▸ **Written task**
Reproduce the stretch of the items below from their start through the line containing "pixel 129 83", inclusive, unchanged. Leave the pictures out of your answer.

(Excerpts from a location annotation dataset)
+++++

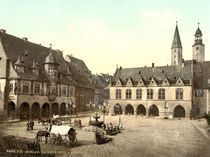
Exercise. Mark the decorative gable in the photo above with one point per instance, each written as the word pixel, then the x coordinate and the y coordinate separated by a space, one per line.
pixel 153 83
pixel 179 82
pixel 165 82
pixel 141 83
pixel 118 83
pixel 129 83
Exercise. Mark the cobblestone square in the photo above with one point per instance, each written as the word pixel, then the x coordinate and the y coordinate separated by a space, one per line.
pixel 145 137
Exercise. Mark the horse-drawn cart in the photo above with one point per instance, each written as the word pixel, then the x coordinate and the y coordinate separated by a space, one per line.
pixel 62 135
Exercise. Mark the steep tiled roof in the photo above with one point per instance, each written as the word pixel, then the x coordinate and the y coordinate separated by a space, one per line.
pixel 80 72
pixel 16 48
pixel 176 41
pixel 172 73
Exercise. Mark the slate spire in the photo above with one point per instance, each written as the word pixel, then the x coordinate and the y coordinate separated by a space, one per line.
pixel 176 41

+++++

▸ **Correct result**
Exercise. Mark the decorative gable in the photo above with one point per instance, each written as the word pixel, then the x coordinate and the y coordinate separated by a space, one per line.
pixel 153 83
pixel 179 82
pixel 165 82
pixel 141 83
pixel 118 83
pixel 129 83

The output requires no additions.